# AIM
Could you output every item below again, line for line, with no changes?

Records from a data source
'''
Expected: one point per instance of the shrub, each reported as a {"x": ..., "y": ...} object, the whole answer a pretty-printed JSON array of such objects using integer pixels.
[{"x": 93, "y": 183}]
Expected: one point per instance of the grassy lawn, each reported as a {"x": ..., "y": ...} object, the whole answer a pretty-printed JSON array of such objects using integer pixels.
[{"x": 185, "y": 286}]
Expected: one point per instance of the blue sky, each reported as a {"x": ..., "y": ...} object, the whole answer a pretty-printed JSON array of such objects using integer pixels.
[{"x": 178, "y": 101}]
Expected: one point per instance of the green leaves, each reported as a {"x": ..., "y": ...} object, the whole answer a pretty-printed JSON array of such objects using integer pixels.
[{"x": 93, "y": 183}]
'''
# WRITTEN SOLUTION
Expected: one point per instance of the shrub, each reported as a {"x": ..., "y": ...} object, the whole answer a pretty-printed JSON array of such objects using integer pixels.
[{"x": 93, "y": 183}]
Expected: one point per instance of the grassy lawn, each reported as a {"x": ..., "y": ...} object, the whole answer a pretty-printed JSON array of such objects using integer pixels.
[{"x": 185, "y": 286}]
Expected: one point per instance of the blue sky, each reported as a {"x": ..., "y": ...} object, the whole answer a pretty-printed JSON array of such objects using integer pixels.
[{"x": 178, "y": 101}]
Expected: one point per instance of the green leaves, each reported as a {"x": ..., "y": ...} object, the whole answer a pretty-printed JSON array of such objects using integer pixels.
[{"x": 93, "y": 183}]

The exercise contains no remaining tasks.